Exercise set |
1. In the article on gift and estate tax valuations, what interest is gifted in the example?
2. List every form that the article on gift and estate tax valuations says a general partner's disproportionate share of cash flow can take.
3. Please copy the stretch of the article on gift and estate tax valuations from "When a property" through "to oversimplify valuations.".

* START Passage to read *

Real estate gift and estate tax valuations of fractional interests considerations

When a property is gifted, an exercise of appraising the fair market value of the fractional interest needs to be done. Make sure not to oversimplify valuations.

Row houses

Real estate is one of the most frequently gifted asset categories in the United States. The exercise of gifting fractional interests in real estate (albeit through a tenancy-in-common interest or partnership interest) typically involves an appraisal of the fair market value of the gifted property. It is important to remain cautious of valuations that oversimplify this exercise as there are several complexities that can be overlooked and lead to a misstatement of value – leaving money on the table or exposing you to unwanted adjustments and harsh penalties. 

Distribution structures of real estate holding partnerships

One of the most overlooked complexities is the distribution structures of the real estate holding partnership. As an example, we will assume the following operating structure:

In this example, the gifted interest is an 80% limited partner interest in a real estate holding partnership. A common misconception is that the value of this interest, before recognition of any discounts, is simply the 80% multiplied by the fair market value of all assets held by the company less liabilities. This may be the case; however, often general partners in real estate holding partnerships are entitled to a disproportionate amount of the cash flow distributions from the entity. This is commonly the case for affordable housing projects or market rate deals involving a sponsor and limited partner equity, and is compensation for organizing and managing the deal. It can take form in incentive fees eating a significant portion of cash flow, general partner promotes, and other nuances typically discussed within the partnership and/or financing agreements. It is important that the economics of the partnership are considered when appraising the fractional interest because simply multiplying the implied equity of the partnership by the ownership percentage would misstate value and not accurately capture the true economics of the project. In cases like these, a discounted cash flow method is generally required to model out the partnership’s distribution structure and forecasted cash flows to be distributed specifically to the subject interest over the expected holding period.

* END Passage to read *
* START Data shown *

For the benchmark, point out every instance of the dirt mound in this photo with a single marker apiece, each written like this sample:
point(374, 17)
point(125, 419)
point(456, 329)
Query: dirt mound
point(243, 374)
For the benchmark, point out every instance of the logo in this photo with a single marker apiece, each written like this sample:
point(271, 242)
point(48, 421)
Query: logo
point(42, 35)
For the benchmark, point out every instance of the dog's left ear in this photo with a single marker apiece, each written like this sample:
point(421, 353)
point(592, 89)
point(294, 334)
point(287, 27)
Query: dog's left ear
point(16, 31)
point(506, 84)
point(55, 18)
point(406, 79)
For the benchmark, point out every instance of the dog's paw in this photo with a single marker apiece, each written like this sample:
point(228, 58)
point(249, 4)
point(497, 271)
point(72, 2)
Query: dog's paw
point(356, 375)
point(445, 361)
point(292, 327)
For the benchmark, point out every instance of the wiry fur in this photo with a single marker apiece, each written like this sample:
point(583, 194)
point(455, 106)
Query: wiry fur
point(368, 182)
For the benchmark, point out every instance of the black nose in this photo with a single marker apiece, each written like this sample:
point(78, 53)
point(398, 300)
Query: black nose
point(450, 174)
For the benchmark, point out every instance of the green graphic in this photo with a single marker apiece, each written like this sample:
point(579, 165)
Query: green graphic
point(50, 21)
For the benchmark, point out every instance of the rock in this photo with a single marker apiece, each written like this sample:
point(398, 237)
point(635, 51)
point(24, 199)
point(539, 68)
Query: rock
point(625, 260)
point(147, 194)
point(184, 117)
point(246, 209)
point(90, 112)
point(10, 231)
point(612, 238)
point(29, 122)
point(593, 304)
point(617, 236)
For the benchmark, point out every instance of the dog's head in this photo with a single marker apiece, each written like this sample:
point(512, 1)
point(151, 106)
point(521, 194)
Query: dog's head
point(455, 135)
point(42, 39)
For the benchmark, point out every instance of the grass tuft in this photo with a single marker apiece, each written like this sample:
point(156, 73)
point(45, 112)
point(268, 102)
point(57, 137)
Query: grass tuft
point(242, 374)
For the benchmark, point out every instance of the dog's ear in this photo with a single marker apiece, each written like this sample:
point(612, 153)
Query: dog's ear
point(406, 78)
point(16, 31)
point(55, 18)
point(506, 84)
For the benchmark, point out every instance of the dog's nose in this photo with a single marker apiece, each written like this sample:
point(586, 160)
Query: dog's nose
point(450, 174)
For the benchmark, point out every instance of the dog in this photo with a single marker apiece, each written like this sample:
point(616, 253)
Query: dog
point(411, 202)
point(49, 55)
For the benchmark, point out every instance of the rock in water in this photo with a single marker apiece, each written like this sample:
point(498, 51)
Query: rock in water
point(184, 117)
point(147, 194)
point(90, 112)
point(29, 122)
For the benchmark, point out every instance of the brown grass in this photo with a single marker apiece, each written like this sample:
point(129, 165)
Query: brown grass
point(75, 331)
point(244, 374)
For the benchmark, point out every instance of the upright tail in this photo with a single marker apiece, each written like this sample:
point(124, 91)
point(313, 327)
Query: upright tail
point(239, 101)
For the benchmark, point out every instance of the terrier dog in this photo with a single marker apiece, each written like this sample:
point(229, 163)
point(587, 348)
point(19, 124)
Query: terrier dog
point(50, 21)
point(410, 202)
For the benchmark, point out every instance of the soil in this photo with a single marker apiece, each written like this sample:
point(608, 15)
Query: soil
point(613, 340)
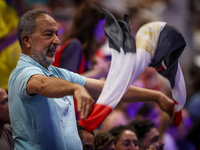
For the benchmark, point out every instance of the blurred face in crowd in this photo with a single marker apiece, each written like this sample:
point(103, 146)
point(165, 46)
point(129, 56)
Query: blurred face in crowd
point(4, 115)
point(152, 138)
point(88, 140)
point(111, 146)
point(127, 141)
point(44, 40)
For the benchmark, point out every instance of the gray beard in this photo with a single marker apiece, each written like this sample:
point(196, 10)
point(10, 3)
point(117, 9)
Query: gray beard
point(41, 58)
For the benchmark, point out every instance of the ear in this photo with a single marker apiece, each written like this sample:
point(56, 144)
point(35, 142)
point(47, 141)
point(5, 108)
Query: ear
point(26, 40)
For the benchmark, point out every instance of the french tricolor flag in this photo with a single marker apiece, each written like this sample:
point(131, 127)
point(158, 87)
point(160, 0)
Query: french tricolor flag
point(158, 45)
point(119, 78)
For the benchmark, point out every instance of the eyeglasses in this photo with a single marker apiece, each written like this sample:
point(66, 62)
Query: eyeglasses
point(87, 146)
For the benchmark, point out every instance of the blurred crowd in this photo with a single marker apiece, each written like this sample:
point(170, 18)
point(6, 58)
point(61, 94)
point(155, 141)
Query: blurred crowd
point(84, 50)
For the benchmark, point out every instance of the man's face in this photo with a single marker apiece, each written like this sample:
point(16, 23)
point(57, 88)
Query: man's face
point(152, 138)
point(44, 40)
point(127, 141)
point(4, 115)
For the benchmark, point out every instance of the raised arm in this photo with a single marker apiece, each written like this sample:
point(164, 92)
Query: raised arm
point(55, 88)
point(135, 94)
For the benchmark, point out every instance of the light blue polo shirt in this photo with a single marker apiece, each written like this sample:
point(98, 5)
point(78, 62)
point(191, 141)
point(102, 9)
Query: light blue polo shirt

* END Data shown *

Outputs for the tasks |
1. An 80% limited partner interest in a real estate holding partnership.

2.
- Incentive fees eating a significant portion of cash flow
- General partner promotes
- Other nuances typically discussed within the partnership and/or financing agreements

3.
When a property is gifted, an exercise of appraising the fair market value of the fractional interest needs to be done. Make sure not to oversimplify valuations.